-- Begin Information supplied --
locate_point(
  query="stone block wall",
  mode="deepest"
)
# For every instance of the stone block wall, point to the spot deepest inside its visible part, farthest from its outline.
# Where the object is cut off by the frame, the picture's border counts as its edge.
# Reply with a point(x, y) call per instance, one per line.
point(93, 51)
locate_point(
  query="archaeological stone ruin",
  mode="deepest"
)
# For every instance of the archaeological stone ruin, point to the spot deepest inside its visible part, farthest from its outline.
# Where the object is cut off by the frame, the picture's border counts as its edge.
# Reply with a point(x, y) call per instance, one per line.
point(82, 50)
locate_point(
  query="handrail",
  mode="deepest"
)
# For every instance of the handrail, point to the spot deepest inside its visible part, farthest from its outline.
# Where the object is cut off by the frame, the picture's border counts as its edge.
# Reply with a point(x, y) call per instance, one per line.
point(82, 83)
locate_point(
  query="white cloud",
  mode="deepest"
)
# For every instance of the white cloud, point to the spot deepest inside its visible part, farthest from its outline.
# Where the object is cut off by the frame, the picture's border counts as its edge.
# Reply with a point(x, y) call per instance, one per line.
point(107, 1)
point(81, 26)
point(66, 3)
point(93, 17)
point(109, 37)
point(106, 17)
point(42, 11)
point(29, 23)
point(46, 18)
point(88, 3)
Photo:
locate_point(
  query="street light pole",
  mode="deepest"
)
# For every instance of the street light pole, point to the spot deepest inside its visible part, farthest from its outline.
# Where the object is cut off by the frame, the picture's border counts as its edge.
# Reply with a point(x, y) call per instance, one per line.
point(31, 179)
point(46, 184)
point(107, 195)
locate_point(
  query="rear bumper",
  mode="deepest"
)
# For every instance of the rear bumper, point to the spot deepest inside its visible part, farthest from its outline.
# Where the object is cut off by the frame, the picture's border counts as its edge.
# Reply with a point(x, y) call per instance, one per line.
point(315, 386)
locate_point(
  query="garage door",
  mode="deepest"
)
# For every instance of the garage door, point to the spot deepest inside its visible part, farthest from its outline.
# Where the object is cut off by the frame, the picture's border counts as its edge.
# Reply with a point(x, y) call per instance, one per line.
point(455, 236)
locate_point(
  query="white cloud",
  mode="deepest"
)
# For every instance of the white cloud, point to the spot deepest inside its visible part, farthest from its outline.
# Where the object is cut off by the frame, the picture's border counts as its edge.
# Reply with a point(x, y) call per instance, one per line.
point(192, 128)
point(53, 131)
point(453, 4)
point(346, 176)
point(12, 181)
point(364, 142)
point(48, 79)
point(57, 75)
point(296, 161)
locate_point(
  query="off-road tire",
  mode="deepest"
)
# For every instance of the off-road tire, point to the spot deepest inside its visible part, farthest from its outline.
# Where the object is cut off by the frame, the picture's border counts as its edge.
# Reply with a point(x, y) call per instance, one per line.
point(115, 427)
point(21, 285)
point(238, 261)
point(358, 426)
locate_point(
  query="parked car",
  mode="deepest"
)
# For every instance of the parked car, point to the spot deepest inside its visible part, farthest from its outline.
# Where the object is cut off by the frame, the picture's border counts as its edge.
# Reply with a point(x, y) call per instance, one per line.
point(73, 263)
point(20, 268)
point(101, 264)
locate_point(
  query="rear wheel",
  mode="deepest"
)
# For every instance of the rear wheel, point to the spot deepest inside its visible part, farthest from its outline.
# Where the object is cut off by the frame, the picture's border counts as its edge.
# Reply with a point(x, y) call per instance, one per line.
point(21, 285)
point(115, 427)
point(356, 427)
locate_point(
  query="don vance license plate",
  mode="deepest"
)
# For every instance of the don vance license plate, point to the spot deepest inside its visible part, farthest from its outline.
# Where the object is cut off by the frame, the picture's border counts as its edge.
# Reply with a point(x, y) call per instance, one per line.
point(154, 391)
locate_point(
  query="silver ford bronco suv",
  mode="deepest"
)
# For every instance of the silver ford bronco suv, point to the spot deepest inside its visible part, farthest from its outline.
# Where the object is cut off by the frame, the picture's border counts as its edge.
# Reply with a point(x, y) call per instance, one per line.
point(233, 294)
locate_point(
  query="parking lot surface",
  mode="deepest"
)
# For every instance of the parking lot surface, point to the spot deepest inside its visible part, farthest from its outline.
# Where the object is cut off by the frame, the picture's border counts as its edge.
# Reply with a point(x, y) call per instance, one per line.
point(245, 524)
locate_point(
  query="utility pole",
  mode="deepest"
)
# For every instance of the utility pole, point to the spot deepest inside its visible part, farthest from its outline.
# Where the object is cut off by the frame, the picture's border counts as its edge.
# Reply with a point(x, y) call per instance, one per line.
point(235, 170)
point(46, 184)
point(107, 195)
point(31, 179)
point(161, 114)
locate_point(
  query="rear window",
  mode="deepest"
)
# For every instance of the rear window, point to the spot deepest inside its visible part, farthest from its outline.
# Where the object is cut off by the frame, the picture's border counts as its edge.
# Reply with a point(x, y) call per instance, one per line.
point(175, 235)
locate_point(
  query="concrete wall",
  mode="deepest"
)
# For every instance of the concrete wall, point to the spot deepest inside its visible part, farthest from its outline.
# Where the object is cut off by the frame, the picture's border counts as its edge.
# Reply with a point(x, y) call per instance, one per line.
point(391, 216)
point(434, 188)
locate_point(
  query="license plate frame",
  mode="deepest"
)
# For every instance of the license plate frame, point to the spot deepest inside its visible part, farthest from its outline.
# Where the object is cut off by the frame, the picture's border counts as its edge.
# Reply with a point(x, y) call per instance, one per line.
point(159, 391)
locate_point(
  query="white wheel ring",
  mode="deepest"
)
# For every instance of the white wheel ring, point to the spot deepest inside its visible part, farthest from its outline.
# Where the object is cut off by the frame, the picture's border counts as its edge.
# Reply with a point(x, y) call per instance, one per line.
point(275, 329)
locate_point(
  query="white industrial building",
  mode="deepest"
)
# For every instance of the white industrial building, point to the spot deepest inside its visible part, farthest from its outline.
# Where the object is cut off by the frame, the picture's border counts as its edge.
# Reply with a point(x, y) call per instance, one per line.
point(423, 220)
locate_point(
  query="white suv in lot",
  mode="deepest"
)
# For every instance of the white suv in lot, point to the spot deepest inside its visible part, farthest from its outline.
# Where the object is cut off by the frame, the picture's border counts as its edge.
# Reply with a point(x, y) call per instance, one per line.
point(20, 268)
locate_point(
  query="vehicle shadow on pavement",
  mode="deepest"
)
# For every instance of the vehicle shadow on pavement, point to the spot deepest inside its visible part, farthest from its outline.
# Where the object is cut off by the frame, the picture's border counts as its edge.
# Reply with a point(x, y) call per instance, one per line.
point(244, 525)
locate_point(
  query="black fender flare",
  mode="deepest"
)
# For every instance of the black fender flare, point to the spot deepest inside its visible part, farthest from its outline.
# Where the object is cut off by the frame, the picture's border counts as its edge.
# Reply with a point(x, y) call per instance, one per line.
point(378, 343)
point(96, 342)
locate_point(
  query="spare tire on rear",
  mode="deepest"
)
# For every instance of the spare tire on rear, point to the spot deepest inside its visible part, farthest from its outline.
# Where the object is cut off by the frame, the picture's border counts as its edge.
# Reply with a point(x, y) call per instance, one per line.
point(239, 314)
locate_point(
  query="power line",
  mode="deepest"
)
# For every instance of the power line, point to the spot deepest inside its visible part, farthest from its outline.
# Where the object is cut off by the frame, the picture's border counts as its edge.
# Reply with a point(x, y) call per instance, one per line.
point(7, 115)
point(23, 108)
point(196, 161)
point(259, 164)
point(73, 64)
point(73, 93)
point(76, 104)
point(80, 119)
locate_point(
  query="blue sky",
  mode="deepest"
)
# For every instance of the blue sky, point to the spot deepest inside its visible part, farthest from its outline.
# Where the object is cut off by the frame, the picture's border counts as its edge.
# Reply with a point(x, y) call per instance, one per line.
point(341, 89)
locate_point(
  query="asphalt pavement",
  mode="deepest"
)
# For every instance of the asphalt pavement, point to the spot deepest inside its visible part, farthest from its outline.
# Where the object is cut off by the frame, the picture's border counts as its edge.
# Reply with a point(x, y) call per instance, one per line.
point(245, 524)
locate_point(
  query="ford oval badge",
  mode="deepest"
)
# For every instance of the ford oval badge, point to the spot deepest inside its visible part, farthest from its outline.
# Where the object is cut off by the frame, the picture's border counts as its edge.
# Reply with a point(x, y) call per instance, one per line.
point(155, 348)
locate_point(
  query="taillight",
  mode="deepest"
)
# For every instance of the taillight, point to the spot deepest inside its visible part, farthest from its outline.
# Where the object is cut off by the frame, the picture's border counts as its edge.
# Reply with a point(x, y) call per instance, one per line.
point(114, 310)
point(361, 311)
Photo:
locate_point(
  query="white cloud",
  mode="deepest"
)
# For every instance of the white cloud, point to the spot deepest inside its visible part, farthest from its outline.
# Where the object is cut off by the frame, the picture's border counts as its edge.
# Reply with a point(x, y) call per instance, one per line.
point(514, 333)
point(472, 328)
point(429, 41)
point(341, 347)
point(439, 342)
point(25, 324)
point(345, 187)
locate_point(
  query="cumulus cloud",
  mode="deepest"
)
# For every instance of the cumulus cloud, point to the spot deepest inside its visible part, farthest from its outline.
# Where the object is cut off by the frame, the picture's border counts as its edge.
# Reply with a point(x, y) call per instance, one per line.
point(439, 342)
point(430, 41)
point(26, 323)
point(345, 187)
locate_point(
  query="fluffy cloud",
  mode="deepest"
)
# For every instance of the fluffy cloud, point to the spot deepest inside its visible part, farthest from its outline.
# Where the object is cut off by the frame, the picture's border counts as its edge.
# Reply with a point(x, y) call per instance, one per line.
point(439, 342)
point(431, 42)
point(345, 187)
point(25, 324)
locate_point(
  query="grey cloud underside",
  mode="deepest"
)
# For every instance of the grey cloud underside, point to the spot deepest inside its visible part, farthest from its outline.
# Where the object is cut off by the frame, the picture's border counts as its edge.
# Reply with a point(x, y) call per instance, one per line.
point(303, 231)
-- End Information supplied --
What is needed
Output the stretch of the material from its first line through the line containing "point(82, 83)" as a JSON list of strings, with one string per line and blank lines left out.

Response for this exercise
[
  "locate_point(",
  "  query=\"stone block wall\",",
  "  mode=\"deepest\"",
  ")",
  "# For every instance of the stone block wall, point to the spot deepest inside its visible part, farthest from its outline.",
  "# Where the object is cut off by the frame, the picture's border counts as its edge.",
  "# Reply with a point(x, y) call per instance, one per line.",
  "point(93, 51)",
  "locate_point(",
  "  query=\"archaeological stone ruin\",",
  "  mode=\"deepest\"",
  ")",
  "# For every instance of the archaeological stone ruin, point to the spot deepest inside its visible part, farthest from its outline.",
  "# Where the object is cut off by the frame, the picture's border counts as its edge.",
  "# Reply with a point(x, y) call per instance, one per line.",
  "point(82, 50)",
  "locate_point(",
  "  query=\"handrail\",",
  "  mode=\"deepest\"",
  ")",
  "# For every instance of the handrail, point to the spot deepest inside its visible part, farthest from its outline.",
  "# Where the object is cut off by the frame, the picture's border counts as its edge.",
  "# Reply with a point(x, y) call per instance, one per line.",
  "point(82, 83)"
]